In the law of Dallas restaurants physics, restaurants open and then remain in a uniform state until that state is changed by an external force. An external force could be a rent increase, super-crappy service, or the fickle public who one day loves fro-yo, then abandons it the next.
In 2019, Dallas saw some pretty major closures, including a couple of restaurants that had been around for decades.
Here they are, in chronological order:
Bowls & Tacos closed on February 24. The menu featured two trendy food groups that were seemingly a winning combo, in one of the coolest buildings in Deep Ellum: a vintage Gulf station at 3400 Commerce St. The space is now being developed as a new bar by the folks from Double Wide nearby.
East Hampton Sandwich Co., the chain of shops from restaurateur Hunter Pond, closed its location at The Star in Frisco in February. Pond said they had "a really hard time" keeping it afloat.
Knife Burger, the burger stand by chef John Tesar, closed its outlet at Legacy Hall in February. Tesar was not the only concept to depart from the food hall in Plano; others included Glazed Donut Works and Chez Dip, the French dip sandwich place from chef Tom Fleming.
Even Stevens, the Utah-based sandwich shop, closed its location at the troubled-ish Richardson Restaurant Park in February. The chain was planning to open a location in East Dallas in a new shopping center on Northwest Highway at Abrams Road, but they filed for bankruptcy in March and Dallas is no longer listed on their website.
Top Round, the Los Angeles-based concept specializing in shaved roast beef sandwiches, closed its location at Toyota Music Factory in Irving, where it had been open for just over a year. It closed March 1. The chain opened a location in East Dallas at 4800 Bryan Ave. on August 3.
Another Broken Egg Cafe, a breakfast and lunch restaurant in Casa Linda Plaza, closed in February. The chain has three other locations in the area, including Dallas, Southlake, and The Colony.
Peak & Elm Cocina y Bar, which served Mex and Tex-Mex in a cool old building at the corner of Peak and Elm Streets, closed in March. The Moreno family went on to revive their La Popular Tamale House concept at 4823 Bryan St., across from Jimmy's Food Store. The old space is now home to a neighborhood bar called Peak Inn.
Cane Rosso, the Dallas-based Neapolitan-style pizzeria chain from Jay Jerrier, closed its location at Fairview on March 16. The lease ended and they opted not to renew.
Chicken Moto, a Richardson restaurant dedicated to Korean fried chicken, closed at the end of March. The restaurant opened in spring 2017 as a full-service fried chicken restaurant from husband and wife Sandy and Greg Bussey, Steve Shin, and Sam Osee, who also own Bbbop Seoul Kitchen.

**Request a:**
Reproduce the lines of the records verbatim, beginning at the line that contains "occurrence of side" and ending after the line that contains "[222,223,249,234]".

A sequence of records
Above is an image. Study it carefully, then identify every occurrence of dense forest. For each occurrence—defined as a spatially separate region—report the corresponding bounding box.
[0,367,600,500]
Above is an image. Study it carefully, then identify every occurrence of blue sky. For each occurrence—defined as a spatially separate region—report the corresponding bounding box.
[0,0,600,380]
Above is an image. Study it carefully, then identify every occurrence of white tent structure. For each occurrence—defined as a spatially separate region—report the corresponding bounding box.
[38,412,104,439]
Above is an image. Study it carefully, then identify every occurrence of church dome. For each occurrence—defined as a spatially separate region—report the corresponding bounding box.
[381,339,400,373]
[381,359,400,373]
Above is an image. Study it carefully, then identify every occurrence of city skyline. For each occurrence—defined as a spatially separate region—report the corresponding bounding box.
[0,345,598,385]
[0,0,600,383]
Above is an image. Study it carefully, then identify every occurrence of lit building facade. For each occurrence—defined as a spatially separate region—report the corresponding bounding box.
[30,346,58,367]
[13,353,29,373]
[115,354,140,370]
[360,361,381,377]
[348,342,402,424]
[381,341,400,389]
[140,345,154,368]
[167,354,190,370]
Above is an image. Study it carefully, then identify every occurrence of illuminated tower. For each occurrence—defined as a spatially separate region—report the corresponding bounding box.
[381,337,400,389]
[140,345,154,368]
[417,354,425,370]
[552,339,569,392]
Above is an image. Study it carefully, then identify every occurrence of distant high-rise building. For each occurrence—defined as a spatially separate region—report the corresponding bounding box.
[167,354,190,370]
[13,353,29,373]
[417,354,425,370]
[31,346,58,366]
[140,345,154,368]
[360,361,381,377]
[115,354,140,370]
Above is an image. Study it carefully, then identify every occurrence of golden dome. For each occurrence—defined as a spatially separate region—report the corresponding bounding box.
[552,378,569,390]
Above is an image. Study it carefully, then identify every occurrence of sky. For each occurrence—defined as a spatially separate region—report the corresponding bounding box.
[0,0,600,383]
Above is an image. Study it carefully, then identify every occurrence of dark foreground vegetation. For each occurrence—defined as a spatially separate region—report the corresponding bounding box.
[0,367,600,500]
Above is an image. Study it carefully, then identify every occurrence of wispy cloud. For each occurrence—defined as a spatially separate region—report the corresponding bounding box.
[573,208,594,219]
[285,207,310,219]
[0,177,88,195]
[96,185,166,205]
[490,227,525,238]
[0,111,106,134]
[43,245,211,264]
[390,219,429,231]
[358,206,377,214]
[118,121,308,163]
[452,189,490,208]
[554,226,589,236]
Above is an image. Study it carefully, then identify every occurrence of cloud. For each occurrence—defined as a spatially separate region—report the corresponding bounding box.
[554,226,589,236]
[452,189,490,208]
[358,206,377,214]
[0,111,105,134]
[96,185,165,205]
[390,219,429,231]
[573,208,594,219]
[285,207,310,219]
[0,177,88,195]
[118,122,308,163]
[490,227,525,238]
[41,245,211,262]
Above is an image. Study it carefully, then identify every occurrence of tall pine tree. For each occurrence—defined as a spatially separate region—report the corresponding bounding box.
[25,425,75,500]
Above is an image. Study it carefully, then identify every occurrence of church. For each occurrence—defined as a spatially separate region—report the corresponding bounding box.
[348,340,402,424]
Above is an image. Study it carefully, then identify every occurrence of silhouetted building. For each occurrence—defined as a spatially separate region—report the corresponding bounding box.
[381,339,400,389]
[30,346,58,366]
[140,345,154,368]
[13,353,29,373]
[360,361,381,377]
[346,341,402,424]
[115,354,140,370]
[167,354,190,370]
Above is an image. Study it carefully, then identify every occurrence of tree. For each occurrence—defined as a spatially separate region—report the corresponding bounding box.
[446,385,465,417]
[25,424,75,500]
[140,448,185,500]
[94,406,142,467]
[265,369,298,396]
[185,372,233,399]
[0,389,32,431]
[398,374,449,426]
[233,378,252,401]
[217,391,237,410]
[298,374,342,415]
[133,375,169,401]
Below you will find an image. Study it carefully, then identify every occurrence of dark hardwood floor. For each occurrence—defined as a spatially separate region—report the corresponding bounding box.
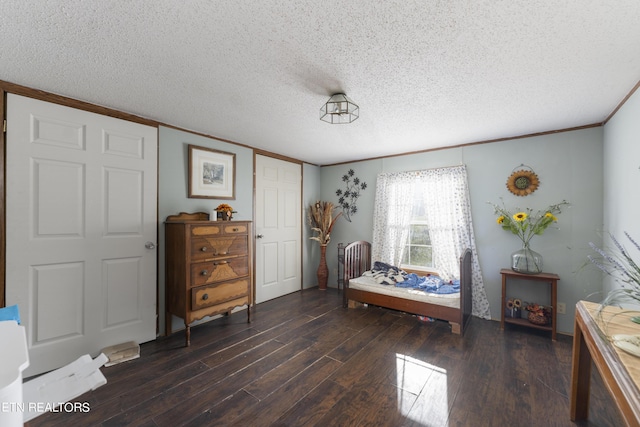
[30,289,623,427]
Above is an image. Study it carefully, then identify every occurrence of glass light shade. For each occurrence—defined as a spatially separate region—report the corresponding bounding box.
[320,93,360,124]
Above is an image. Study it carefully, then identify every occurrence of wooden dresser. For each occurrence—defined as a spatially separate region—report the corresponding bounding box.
[165,212,253,346]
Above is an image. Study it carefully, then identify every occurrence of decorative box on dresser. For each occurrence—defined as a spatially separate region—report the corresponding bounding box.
[165,212,253,346]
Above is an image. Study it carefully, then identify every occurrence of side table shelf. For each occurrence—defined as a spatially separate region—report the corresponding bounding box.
[500,268,560,341]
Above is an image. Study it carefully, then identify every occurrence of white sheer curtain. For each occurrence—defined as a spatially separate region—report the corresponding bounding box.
[371,165,491,319]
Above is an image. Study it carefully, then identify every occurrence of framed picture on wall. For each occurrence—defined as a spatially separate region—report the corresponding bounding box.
[189,145,236,199]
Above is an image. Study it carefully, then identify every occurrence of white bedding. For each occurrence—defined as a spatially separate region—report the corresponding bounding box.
[349,276,460,308]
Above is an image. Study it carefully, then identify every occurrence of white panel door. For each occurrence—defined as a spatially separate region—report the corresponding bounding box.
[255,155,302,303]
[6,94,157,376]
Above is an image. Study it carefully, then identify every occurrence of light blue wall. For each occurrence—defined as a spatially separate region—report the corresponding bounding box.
[321,127,603,333]
[158,126,253,330]
[604,88,640,290]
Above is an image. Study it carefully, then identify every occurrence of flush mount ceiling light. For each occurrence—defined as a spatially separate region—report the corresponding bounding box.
[320,93,360,124]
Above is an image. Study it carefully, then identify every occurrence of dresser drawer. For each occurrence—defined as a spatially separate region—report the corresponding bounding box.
[191,225,223,236]
[191,234,249,260]
[191,279,249,310]
[191,256,249,287]
[222,223,249,234]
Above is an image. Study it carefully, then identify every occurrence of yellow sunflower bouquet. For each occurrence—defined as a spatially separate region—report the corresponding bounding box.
[492,200,569,246]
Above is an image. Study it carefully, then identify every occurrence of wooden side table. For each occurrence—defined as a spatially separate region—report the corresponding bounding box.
[500,268,560,341]
[570,301,640,427]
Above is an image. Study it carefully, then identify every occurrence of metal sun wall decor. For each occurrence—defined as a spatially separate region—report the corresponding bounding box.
[507,164,540,197]
[336,169,367,222]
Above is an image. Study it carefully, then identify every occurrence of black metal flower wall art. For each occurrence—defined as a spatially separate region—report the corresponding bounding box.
[336,169,367,222]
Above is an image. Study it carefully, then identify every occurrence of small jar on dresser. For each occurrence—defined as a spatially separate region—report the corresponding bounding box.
[165,212,253,346]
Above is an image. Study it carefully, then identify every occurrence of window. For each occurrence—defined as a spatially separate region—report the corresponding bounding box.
[400,198,433,269]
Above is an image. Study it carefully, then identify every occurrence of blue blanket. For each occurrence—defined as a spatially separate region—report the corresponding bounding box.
[396,273,460,294]
[363,261,460,294]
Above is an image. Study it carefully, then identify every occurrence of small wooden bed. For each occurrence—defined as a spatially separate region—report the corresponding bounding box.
[343,240,472,335]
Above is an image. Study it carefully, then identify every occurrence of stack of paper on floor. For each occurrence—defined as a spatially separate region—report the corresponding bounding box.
[102,341,140,367]
[0,317,29,427]
[22,354,108,422]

**Request b:**
Carry on the account of 2019 Dallas restaurant closures from the point at which it stops.

**Written answer a:**
Above is an image. Study it carefully, then identify every occurrence of side table shelf. For each occurrence—defined as a spatially separate region—report the corresponding bounding box.
[500,268,560,341]
Above is an image. Study it carefully, then identify every occurrence of white sheer curtain. For each occurrence—defined as a spatially separate region—report the corresponding bounding box.
[371,165,491,319]
Above is an image. Study it carefully, then identify every occurrence of framed picture on wall. For each occurrence—defined as a spatially separate region—report the corresponding bounding box.
[189,145,236,199]
Above is an image. Study it carefully, then identify every occurrence of white bedding. For each occurrence—defined as a spatially separate region—report the corresponding bounding box.
[349,276,460,308]
Above is an image. Study it carefully, then identify every occurrence of white panel door. For each occurrence—defined as a spatially separate region—report the corresponding bounding box.
[255,155,302,303]
[6,94,157,376]
Above is an image. Study it carefully, then identify every occurrence of light blue wall. For each occurrence—defined as a spatially separate region—report the corresponding bounding box.
[321,127,603,333]
[158,126,253,330]
[604,88,640,290]
Above is an image. Study it carefully, then identify every occurrence of flush mount ceiling light. For each occurrence—defined as a spatially separate region—report the corresponding bounding box.
[320,93,360,124]
Above is an image. Study it carefully, then identify every occurrence of dresser drawer. For each occurrence—defined as a spatially separate region—report the corresponding bounding box.
[191,225,223,236]
[191,234,249,260]
[191,279,249,310]
[191,256,249,287]
[222,223,249,234]

**Written answer b:**
Start, the Dallas-based restaurant chain dedicated to healthy fast-food to go, closed its location in Frisco on March 12. The owners stated that foot traffic in the area was slow because planned development on Lebanon Road had been halted.
Ziziki's, the small Greek chain, closed its location in Plano at 5809 Preston Rd. on April 28. That leaves two locations in Dallas at Preston-Forest and at Travis Walk, and one at The Star in Frisco.
Taco Joint, the small chain of taquerias, closed its location in Richardson on May 1; it had been in the same Richardson Heights center as Alamo Drafthouse since 2014.
Abacus, one of Dallas' most acclaimed and long-standing fine-dining eateries, closed in June. A cutting-edge combination of chef Kent Rathbun's fine-dining background and his interest in Asian cuisine, Abacus ruled every top-10 restaurant list in Dallas for many years. The restaurant re-opened as the more casual Jasper's concept in August.
Mockingbird Diner, an indie home-cooking restaurant across from Love Field, closed in May. The restaurant had been open since 2017 with Texan dishes such as chicken-fried steak.
Gather Kitchen, the healthy downtown Dallas restaurant specializing in healthy bowls, closed its Preston Center location in May. A manager blamed the location.
Hard Rock Cafe closed its Dallas location at Victory Park, having reached the end of a 10-year lease. A statement from Hard Rock International suggested that the venue could return. It closed in July.
Dough Society Pizza in Plano closed in June. The pizzeria opened in 2018 using traditional Italian techniques but it was not enough to overcome a lack of marketing and issues with the location, including construction and difficult parking.
Circo Dallas, spinoff of a famed New York restaurant, closed in June. It opened in September 2018 atop the One Uptown building, where it had a second-floor pool area with cabanas and bars.
Windmill Lounge closed in July and was transformed into a new bar called M.D. Tavern, which carries on the Windmill's traditions while meeting the needs of its growing audience. Owners Tom and Lisa Georgalis also own the Ivy Tavern.
Henry's Tavern, the beer-happy tavern chain which had one Dallas-area location in Plano at the Shops at Legacy, closed in June, and its parent company, Restaurants Unlimited, declared bankruptcy. The Plano restaurant had been there since 2012.
Pera Turkish Kitchen, the Mediterranean restaurant, closed in June. Pera's chef Habip Kargin has since opened Selda Mediterranean at 6006 Belt Line Rd., and the Pera space is now home to Russian restaurant Bubala Cafe.
The Flying Biscuit Cafe, the Atlanta-based breakfast restaurant chain, closed its two Dallas-area locations in July. They were owned by franchisees. One was in Richardson's Restaurant Park, at 744 S. Central Expy.; the other was in downtown Dallas.
Daphne's Mediterranean, the popular California chain, closed all its Texas locations in July, including two in Dallas. The closures were less than a year after Daphne's acquired Noon Mediterranean (which had previously been called Vert's Kabap) out of bankruptcy.
Don't Tell Supper Club, the quirky bar-restaurant at 2026 Commerce St. that became best known for its drag brunches, closed in August after being locked out by the landlord.
Humperdinks, the longtime local sports bar-restaurant chain, shut down for good. There were three locations left after the Addison location closed in 2017 — Arlington, Greenville Avenue and Northwest Highway — and all three closed in 2019.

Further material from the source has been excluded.